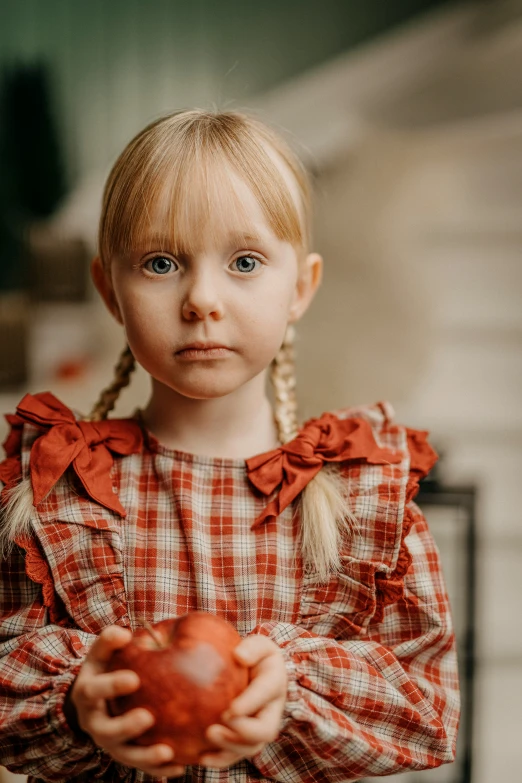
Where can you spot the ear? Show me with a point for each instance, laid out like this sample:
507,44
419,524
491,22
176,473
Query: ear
309,280
103,283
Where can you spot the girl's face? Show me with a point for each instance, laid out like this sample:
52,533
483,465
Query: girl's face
239,291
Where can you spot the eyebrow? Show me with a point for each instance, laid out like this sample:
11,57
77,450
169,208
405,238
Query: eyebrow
233,238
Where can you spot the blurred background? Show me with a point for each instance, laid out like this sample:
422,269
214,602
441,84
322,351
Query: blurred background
409,117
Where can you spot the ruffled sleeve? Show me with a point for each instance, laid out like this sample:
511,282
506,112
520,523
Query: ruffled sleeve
40,653
372,668
422,458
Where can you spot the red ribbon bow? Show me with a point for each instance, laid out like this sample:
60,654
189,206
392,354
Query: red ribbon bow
293,465
88,445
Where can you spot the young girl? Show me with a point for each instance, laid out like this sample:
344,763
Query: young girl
305,537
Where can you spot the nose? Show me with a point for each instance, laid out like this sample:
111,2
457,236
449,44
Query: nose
202,298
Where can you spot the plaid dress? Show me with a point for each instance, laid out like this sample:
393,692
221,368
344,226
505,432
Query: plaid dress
124,529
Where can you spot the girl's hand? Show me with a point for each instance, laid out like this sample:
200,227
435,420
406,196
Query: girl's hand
89,694
254,717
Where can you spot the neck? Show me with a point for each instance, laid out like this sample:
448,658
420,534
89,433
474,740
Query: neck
238,425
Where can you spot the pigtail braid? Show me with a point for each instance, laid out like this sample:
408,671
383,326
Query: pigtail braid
17,510
324,508
108,397
282,375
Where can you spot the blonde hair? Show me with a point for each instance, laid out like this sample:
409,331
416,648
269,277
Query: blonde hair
176,167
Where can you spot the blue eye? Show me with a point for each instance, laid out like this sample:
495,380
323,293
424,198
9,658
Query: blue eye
160,265
246,263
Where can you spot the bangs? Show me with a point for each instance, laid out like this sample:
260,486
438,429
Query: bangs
174,186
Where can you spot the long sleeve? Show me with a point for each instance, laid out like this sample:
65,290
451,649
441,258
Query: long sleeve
38,662
382,703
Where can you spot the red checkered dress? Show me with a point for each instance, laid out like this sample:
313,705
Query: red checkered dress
135,531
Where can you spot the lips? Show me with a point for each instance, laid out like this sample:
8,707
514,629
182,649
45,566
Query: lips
199,346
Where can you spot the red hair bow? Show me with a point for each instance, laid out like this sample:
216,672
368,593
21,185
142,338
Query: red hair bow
88,445
293,465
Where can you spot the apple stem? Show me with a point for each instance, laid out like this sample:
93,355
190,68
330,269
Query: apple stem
148,627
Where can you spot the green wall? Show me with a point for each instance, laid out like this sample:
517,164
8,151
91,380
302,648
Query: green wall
116,64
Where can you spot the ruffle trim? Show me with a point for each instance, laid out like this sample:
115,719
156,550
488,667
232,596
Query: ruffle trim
38,570
390,589
11,466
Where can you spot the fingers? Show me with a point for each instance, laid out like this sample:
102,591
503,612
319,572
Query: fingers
110,685
243,737
153,759
269,680
107,731
263,728
111,638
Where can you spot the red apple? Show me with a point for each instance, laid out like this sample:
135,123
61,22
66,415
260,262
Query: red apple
188,677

**Directive**
Return precisely the lines of the records, starting with the line that holds "Where can you spot the long" and ending with the last one.

**Solution for this task**
Where can you spot the long sleeve? Show me with a point for each instance, laid out like this sample:
65,290
451,649
441,258
Query: long sleeve
38,662
382,703
Where can you spot the red checkered dress? Show me with a point for each instance, laid out like this sample:
313,705
Query: red checkered dress
135,531
Where can you spot the lips? Show me with a point for each instance, laid out like this sample:
8,707
514,629
182,649
45,566
Query: lips
199,346
Where can you spot the red hair bow? Show me with a point for each instance, laid out like this sample:
216,672
368,593
21,185
142,338
Query: red hair bow
88,445
293,465
Where can you spot the apple stem? Show me with a point for each instance, laid out like this sample:
93,355
190,68
330,269
Query: apple stem
148,627
Where can you spot the green wall? Show me with a point for each instance, laid out like this sample:
517,164
8,151
91,380
302,648
Query: green wall
116,64
Where can you spot the ruffle trim? Show me with a point for each instance, laid out like this sample:
115,719
156,550
488,667
232,596
Query: ruffle trim
38,570
390,589
11,466
Where can you spot the fingers? Show me with a point for each instance, laid out like this sample:
102,591
503,612
319,572
Query: fingers
110,685
243,737
153,759
269,680
107,731
263,728
111,638
Where can you spot the red apple? Show me with a point for each instance, laid out like this sample:
135,123
61,22
66,415
260,262
Query: red apple
188,677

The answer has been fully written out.